Task brief: Output the data that follows, keeping every line identical.
★ ★ ★
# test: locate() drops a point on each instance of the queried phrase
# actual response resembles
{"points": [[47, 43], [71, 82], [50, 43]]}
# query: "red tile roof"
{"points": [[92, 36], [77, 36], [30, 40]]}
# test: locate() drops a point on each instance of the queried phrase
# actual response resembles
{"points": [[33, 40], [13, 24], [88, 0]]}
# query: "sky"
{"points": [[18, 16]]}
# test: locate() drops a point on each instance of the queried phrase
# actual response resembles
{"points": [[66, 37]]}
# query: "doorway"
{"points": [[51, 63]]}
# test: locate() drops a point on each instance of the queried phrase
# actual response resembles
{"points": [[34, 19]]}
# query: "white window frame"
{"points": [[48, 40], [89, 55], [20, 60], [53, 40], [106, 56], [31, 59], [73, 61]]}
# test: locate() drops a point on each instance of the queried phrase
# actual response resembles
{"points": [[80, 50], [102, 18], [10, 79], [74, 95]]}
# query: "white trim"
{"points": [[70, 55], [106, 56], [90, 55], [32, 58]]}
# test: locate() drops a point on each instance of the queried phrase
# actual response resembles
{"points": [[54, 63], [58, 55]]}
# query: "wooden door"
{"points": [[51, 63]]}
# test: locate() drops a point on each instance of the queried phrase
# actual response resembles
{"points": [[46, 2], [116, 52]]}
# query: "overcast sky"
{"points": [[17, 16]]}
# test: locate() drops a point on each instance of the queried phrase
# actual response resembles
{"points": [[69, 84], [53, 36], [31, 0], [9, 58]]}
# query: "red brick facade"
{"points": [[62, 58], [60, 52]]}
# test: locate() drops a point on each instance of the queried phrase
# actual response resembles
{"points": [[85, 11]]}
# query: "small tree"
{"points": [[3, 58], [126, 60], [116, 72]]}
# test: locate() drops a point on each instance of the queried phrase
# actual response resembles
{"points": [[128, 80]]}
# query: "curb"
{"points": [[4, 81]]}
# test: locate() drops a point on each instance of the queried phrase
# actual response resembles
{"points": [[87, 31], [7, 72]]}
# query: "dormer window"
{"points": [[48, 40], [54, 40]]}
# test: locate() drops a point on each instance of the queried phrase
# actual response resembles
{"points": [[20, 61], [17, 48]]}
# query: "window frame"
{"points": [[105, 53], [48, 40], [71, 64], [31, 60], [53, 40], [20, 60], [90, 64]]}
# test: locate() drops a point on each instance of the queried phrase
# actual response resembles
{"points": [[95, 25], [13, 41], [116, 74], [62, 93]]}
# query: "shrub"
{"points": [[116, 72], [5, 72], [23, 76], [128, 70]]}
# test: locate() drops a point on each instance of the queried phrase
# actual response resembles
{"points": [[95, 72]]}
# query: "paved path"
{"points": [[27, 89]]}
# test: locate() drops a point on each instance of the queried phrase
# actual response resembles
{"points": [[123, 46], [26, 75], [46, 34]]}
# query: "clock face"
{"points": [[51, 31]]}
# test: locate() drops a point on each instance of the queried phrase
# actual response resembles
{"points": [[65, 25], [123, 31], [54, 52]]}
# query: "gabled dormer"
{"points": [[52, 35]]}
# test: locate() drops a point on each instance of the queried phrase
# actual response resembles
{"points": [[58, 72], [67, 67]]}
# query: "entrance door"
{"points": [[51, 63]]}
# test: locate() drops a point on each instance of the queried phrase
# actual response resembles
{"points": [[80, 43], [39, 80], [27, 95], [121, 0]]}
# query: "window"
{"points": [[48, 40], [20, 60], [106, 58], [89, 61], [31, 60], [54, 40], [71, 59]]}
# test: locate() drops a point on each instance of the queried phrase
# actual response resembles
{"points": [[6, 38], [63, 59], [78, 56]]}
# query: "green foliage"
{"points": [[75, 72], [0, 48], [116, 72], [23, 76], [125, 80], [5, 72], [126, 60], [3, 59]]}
★ ★ ★
Task solution:
# test: locate() drops a point on each instance of the queried phrase
# actual response resembles
{"points": [[47, 43], [71, 82], [50, 43]]}
# query: "red tile roof"
{"points": [[92, 36], [77, 36], [30, 40]]}
# test: locate() drops a point on each instance of the queried phrase
# actual response resembles
{"points": [[33, 40], [13, 24], [88, 0]]}
# query: "sky"
{"points": [[18, 16]]}
# test: locate() drops a point on each instance of the queried phrase
# actual response resembles
{"points": [[66, 37]]}
# query: "doorway"
{"points": [[51, 63]]}
# test: locate() drops a point on each instance of the queried phrase
# actual response resembles
{"points": [[34, 19]]}
# query: "white window frame"
{"points": [[48, 40], [89, 55], [20, 60], [53, 40], [106, 56], [31, 59], [73, 61]]}
# test: locate() drops a point on each instance of the queried phrase
# actual response resembles
{"points": [[80, 50], [102, 18], [10, 79], [74, 95]]}
# query: "white trim"
{"points": [[70, 55], [106, 56], [90, 55], [32, 58]]}
# test: locate() drops a point on each instance of the queried phrase
# actual response resembles
{"points": [[54, 63], [58, 55]]}
# query: "wooden door"
{"points": [[51, 63]]}
# test: locate() drops a point on each instance of the queried phrase
# actual response resembles
{"points": [[46, 2], [116, 52]]}
# query: "overcast sky"
{"points": [[17, 16]]}
# test: locate() drops a point on each instance of the queried phrase
# actual response resembles
{"points": [[69, 84], [53, 36], [31, 0], [9, 58]]}
# query: "red brick facade"
{"points": [[62, 58], [60, 52]]}
# test: locate() drops a point on each instance of the queried phrase
# actual response resembles
{"points": [[85, 11]]}
# query: "small tree"
{"points": [[3, 58], [126, 60], [116, 72]]}
# test: locate() drops a point on each instance of the queried phrase
# actual response resembles
{"points": [[128, 80]]}
# query: "curb"
{"points": [[4, 81]]}
# test: locate() drops a point on each instance of the queried phrase
# actual response resembles
{"points": [[87, 31], [7, 72]]}
# query: "dormer window"
{"points": [[48, 40], [54, 40]]}
# test: locate() drops a point on each instance of the queried phrase
# actual response resembles
{"points": [[20, 61], [17, 48]]}
# query: "window frame"
{"points": [[105, 53], [48, 40], [71, 64], [31, 60], [53, 40], [20, 60], [90, 64]]}
# test: locate() drops a point on each instance of the queried phrase
# actual response resembles
{"points": [[95, 25], [13, 41], [116, 74], [62, 93]]}
# query: "shrub"
{"points": [[116, 72], [5, 72], [23, 76], [128, 70]]}
# test: locate() drops a point on each instance of the queried phrase
# actual response resembles
{"points": [[95, 72]]}
# query: "paved path"
{"points": [[27, 89]]}
# test: locate() drops a point on each instance of the queried phrase
# actual response resembles
{"points": [[123, 46], [26, 75], [46, 34]]}
# query: "clock face"
{"points": [[51, 31]]}
# test: locate() drops a point on each instance of the queried phrase
# actual response resembles
{"points": [[65, 25], [123, 31], [54, 52]]}
# query: "gabled dormer"
{"points": [[52, 35]]}
# test: locate() drops a point on each instance of the queried phrase
# actual response resembles
{"points": [[58, 72], [67, 67]]}
# query: "entrance door"
{"points": [[51, 63]]}
# test: locate() drops a point on each instance of the queried phrase
# actual response resembles
{"points": [[80, 43], [39, 80], [27, 95], [121, 0]]}
# query: "window"
{"points": [[48, 40], [20, 60], [106, 58], [89, 61], [31, 60], [54, 40], [71, 59]]}
# test: locate() drops a point on each instance of the queried phrase
# actual response resembles
{"points": [[6, 38], [63, 59], [78, 56]]}
# query: "green foliage"
{"points": [[75, 72], [0, 48], [116, 72], [23, 76], [125, 80], [5, 72], [126, 60], [3, 59]]}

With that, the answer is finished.